[Data — start]
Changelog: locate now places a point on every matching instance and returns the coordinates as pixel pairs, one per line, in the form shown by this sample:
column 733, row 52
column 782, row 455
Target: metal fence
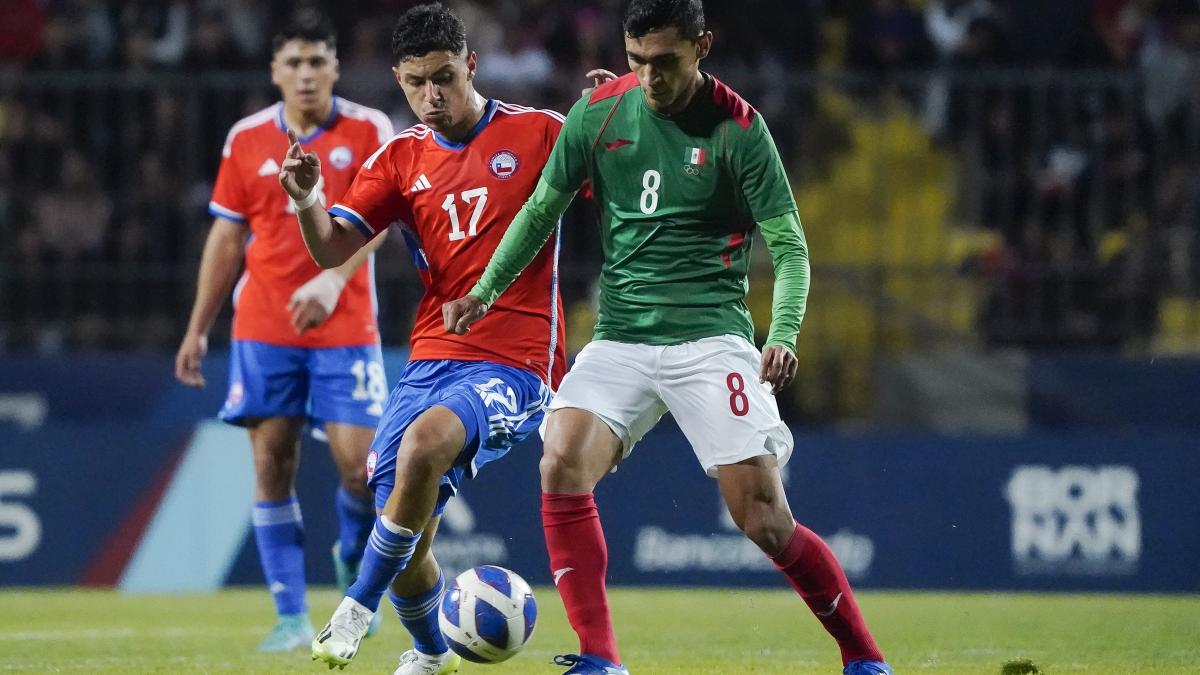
column 1032, row 209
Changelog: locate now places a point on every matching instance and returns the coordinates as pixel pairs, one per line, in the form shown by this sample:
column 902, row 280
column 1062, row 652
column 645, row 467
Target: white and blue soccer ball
column 487, row 614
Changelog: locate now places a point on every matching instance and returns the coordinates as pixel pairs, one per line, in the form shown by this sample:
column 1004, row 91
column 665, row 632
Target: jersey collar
column 321, row 129
column 489, row 112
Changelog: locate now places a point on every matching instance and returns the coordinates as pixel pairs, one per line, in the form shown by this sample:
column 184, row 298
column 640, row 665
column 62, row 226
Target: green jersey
column 679, row 197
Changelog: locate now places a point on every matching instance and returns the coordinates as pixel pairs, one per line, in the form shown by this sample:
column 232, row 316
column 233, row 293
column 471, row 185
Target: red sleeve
column 375, row 199
column 228, row 198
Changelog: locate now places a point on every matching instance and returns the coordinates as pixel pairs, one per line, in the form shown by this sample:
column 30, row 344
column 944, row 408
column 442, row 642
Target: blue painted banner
column 154, row 495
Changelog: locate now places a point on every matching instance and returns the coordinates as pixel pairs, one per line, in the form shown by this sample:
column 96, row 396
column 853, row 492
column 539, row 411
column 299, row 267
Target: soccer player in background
column 684, row 171
column 451, row 183
column 305, row 342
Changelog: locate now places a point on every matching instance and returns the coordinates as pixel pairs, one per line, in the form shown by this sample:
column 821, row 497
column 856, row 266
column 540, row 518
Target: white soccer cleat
column 418, row 663
column 339, row 640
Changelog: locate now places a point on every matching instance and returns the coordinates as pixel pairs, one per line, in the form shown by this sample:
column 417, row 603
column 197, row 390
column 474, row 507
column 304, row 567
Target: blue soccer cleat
column 588, row 664
column 867, row 668
column 346, row 575
column 292, row 631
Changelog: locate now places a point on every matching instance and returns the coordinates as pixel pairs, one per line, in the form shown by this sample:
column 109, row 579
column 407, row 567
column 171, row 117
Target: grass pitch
column 690, row 632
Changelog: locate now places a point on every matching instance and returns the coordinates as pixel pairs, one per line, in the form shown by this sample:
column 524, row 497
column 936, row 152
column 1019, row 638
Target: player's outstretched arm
column 526, row 236
column 220, row 266
column 790, row 258
column 315, row 302
column 331, row 242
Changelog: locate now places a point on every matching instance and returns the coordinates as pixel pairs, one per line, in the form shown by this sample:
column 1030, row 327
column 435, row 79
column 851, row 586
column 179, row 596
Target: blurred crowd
column 1077, row 125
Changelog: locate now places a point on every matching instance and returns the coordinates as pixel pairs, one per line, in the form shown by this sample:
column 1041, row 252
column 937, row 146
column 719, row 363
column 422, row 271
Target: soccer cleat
column 339, row 640
column 867, row 668
column 292, row 631
column 588, row 664
column 346, row 577
column 418, row 663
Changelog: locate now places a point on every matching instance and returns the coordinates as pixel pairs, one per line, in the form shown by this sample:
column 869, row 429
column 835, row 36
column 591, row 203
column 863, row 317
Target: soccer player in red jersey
column 451, row 185
column 305, row 344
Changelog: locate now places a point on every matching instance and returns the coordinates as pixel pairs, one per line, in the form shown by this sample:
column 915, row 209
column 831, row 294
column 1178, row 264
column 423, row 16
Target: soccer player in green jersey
column 684, row 171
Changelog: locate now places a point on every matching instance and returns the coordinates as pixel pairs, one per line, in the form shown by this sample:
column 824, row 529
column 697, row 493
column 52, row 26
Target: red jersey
column 247, row 191
column 453, row 202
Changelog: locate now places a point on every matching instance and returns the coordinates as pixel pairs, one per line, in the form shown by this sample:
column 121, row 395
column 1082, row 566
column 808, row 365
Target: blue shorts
column 497, row 404
column 339, row 384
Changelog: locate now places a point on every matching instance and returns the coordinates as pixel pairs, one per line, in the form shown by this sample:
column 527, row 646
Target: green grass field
column 661, row 632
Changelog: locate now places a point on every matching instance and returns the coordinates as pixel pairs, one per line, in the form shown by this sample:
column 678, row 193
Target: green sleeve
column 790, row 257
column 760, row 172
column 568, row 165
column 526, row 236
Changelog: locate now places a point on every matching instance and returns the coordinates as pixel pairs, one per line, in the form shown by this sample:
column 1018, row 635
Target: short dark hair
column 309, row 25
column 646, row 16
column 427, row 28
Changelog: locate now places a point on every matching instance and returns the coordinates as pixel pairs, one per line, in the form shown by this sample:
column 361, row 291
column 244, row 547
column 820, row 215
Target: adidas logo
column 421, row 184
column 270, row 167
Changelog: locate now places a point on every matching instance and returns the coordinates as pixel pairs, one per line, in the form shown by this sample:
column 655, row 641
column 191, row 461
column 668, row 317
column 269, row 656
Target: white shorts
column 709, row 386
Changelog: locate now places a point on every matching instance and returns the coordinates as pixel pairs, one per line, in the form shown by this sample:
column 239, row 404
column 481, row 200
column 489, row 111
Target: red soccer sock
column 816, row 575
column 579, row 559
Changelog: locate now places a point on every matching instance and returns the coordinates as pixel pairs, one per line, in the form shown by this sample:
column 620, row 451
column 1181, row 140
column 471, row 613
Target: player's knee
column 425, row 448
column 274, row 472
column 561, row 466
column 765, row 524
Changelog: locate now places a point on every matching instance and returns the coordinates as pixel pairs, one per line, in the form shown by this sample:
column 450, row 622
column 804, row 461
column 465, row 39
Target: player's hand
column 778, row 366
column 187, row 359
column 460, row 314
column 312, row 303
column 599, row 76
column 300, row 171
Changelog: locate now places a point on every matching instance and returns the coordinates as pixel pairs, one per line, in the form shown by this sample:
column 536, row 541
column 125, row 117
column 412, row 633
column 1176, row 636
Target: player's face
column 438, row 88
column 667, row 65
column 305, row 73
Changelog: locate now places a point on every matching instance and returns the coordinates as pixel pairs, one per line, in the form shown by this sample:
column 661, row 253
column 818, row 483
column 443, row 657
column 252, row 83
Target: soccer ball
column 487, row 614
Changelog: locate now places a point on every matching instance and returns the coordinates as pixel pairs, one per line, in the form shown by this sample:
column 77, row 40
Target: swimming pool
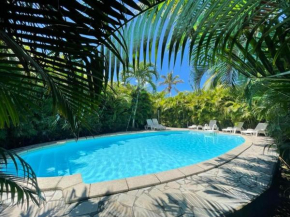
column 121, row 156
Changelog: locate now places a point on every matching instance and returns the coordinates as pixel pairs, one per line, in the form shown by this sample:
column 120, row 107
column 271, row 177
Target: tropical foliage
column 143, row 73
column 170, row 81
column 222, row 104
column 66, row 52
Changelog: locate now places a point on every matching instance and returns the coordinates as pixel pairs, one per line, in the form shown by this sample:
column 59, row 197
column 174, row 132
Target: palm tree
column 59, row 49
column 70, row 49
column 171, row 82
column 143, row 73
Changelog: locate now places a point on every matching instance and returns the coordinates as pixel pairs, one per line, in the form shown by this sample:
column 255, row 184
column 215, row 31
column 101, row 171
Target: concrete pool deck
column 212, row 188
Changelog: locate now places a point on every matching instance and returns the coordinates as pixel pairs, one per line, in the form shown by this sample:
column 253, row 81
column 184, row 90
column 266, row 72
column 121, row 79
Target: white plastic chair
column 212, row 126
column 160, row 126
column 237, row 127
column 260, row 128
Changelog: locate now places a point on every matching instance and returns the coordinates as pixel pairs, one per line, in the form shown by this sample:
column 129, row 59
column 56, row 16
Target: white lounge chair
column 260, row 128
column 160, row 126
column 237, row 127
column 150, row 125
column 212, row 126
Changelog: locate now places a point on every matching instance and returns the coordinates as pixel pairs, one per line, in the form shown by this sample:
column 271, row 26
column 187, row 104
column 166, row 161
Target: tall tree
column 143, row 73
column 171, row 82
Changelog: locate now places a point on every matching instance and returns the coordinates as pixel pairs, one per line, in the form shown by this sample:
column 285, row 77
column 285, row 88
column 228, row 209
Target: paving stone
column 141, row 212
column 146, row 202
column 133, row 192
column 115, row 209
column 57, row 195
column 84, row 208
column 173, row 185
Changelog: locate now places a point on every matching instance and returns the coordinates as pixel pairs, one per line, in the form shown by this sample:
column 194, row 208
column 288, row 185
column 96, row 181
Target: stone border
column 75, row 190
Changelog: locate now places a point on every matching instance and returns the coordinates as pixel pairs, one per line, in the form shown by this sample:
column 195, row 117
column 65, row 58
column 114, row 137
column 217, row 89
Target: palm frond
column 67, row 49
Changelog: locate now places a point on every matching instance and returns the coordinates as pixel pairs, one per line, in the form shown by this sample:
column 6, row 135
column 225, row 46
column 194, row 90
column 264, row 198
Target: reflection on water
column 117, row 157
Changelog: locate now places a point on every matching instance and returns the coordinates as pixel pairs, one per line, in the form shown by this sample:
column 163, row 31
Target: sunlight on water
column 116, row 157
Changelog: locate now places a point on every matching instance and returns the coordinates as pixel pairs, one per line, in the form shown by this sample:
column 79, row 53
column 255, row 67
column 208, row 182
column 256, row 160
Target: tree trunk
column 135, row 109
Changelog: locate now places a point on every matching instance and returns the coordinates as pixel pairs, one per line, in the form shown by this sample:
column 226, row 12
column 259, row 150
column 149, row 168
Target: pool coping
column 74, row 189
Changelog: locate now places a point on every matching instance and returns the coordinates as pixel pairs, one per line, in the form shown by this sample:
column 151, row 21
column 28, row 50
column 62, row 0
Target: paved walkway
column 213, row 193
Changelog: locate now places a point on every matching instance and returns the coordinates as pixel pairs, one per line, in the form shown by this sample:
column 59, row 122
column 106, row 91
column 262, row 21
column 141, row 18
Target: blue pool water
column 116, row 157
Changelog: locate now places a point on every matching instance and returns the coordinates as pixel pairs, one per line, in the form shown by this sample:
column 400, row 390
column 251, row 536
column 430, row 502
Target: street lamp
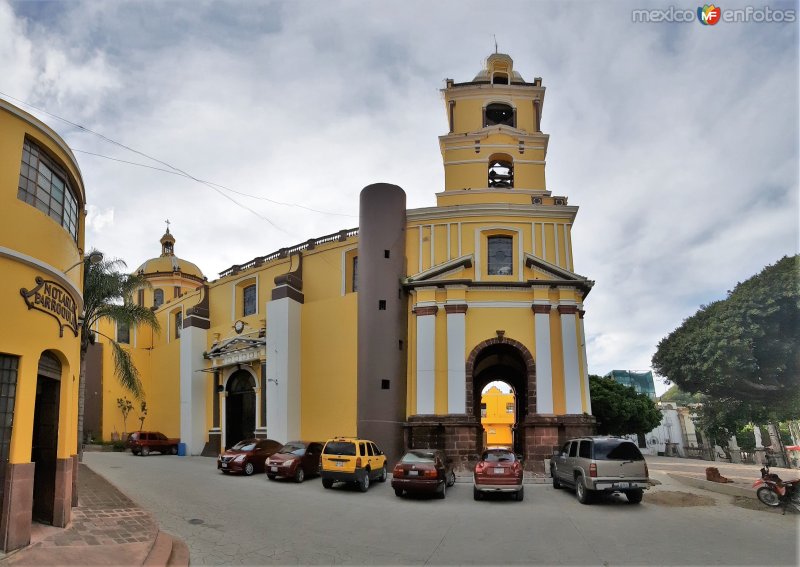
column 94, row 257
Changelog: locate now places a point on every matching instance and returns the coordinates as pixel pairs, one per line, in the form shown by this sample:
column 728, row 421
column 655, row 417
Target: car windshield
column 344, row 448
column 293, row 449
column 498, row 457
column 612, row 450
column 417, row 458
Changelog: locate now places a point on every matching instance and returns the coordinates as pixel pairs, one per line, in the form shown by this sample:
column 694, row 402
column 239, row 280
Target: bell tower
column 495, row 150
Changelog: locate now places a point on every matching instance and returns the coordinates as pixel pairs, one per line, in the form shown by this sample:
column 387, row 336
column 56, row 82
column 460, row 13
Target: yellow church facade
column 391, row 330
column 42, row 203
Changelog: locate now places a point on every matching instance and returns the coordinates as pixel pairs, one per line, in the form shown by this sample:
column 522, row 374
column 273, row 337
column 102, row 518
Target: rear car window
column 344, row 448
column 613, row 450
column 498, row 456
column 417, row 458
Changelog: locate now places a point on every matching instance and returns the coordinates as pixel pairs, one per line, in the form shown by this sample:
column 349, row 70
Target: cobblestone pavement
column 107, row 528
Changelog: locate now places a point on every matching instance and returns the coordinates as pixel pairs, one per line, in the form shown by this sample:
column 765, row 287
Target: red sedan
column 499, row 470
column 296, row 459
column 247, row 456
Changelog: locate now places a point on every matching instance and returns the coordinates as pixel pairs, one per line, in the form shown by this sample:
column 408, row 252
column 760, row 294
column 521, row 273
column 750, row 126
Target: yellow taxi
column 349, row 459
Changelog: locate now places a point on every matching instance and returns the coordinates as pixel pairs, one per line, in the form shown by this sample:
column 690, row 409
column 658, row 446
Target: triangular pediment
column 443, row 270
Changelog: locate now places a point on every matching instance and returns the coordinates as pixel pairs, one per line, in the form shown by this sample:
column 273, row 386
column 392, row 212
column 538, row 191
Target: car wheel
column 556, row 482
column 584, row 494
column 363, row 484
column 634, row 496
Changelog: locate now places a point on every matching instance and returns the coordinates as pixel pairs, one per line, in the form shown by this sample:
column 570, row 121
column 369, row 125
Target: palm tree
column 108, row 294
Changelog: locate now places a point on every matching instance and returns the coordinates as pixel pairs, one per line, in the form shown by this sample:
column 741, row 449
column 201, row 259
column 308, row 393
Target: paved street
column 235, row 520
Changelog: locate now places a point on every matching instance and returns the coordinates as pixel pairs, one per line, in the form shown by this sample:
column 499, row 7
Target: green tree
column 107, row 294
column 742, row 353
column 620, row 410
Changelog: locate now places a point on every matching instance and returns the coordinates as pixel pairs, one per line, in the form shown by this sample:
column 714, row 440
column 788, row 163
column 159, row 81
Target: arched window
column 249, row 300
column 501, row 172
column 501, row 260
column 499, row 113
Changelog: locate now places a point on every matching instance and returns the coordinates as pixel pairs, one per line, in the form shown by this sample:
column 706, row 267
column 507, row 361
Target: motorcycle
column 774, row 492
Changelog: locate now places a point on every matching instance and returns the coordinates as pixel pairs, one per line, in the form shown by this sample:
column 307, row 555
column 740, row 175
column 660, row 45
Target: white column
column 283, row 369
column 426, row 358
column 585, row 364
column 544, row 364
column 456, row 357
column 569, row 342
column 193, row 389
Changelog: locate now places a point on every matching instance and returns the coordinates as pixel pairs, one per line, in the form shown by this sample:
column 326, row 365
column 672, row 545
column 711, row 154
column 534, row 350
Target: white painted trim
column 426, row 363
column 572, row 376
column 544, row 364
column 456, row 362
column 60, row 276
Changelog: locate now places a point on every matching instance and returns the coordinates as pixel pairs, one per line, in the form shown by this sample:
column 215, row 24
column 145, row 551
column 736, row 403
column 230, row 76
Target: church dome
column 168, row 262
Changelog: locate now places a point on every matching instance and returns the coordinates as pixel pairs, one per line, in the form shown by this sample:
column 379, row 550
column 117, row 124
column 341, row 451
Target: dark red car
column 499, row 470
column 296, row 459
column 423, row 471
column 247, row 456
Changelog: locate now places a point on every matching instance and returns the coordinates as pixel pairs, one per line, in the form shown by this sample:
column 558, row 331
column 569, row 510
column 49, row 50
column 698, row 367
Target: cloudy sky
column 678, row 141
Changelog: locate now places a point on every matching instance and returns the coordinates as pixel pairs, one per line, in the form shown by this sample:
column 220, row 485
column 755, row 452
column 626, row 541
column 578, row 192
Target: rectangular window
column 501, row 261
column 123, row 334
column 8, row 395
column 44, row 184
column 249, row 300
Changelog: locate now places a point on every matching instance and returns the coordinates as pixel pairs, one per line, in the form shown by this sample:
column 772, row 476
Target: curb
column 728, row 489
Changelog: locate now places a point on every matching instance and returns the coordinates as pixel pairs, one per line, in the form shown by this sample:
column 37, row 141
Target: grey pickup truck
column 600, row 464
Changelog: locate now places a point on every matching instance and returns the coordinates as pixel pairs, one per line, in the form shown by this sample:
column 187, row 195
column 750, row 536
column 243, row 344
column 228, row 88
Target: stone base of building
column 17, row 512
column 461, row 436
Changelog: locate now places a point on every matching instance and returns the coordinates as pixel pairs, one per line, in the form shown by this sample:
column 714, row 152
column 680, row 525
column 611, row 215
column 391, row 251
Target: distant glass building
column 641, row 381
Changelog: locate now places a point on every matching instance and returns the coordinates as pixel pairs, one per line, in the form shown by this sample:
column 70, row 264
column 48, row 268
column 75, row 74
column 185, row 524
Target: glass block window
column 124, row 334
column 45, row 185
column 500, row 258
column 8, row 395
column 249, row 300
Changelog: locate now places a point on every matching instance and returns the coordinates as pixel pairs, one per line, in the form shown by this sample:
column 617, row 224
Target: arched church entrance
column 44, row 448
column 240, row 408
column 507, row 361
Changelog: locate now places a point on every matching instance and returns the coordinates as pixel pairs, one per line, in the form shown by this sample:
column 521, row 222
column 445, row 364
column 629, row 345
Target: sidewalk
column 107, row 528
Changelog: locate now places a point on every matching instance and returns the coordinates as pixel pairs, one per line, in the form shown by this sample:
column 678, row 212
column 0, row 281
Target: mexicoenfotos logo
column 709, row 15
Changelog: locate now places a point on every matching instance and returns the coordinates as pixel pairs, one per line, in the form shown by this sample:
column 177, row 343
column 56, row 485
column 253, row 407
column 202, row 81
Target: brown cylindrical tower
column 382, row 317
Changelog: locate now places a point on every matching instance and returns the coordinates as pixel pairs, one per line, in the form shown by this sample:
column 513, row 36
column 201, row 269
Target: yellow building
column 391, row 330
column 497, row 417
column 42, row 205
[Data — finish]
Task directions: The stretch of entries above that starts with the line containing "column 194, row 90" and goes on through the line containing "column 208, row 182" is to be transcribed exactly, and no other line is to be transcribed.

Answer:
column 194, row 90
column 264, row 198
Target: reflection on water
column 117, row 157
Changelog: locate now places a point on every matching instance and returns the coordinates as pixel pairs, one per line, in the form shown by this sample:
column 163, row 31
Target: sunlight on water
column 116, row 157
Changelog: locate now places a point on every matching instance and returns the coordinates as pixel pairs, one per line, in the form shown by this sample:
column 79, row 53
column 255, row 67
column 208, row 182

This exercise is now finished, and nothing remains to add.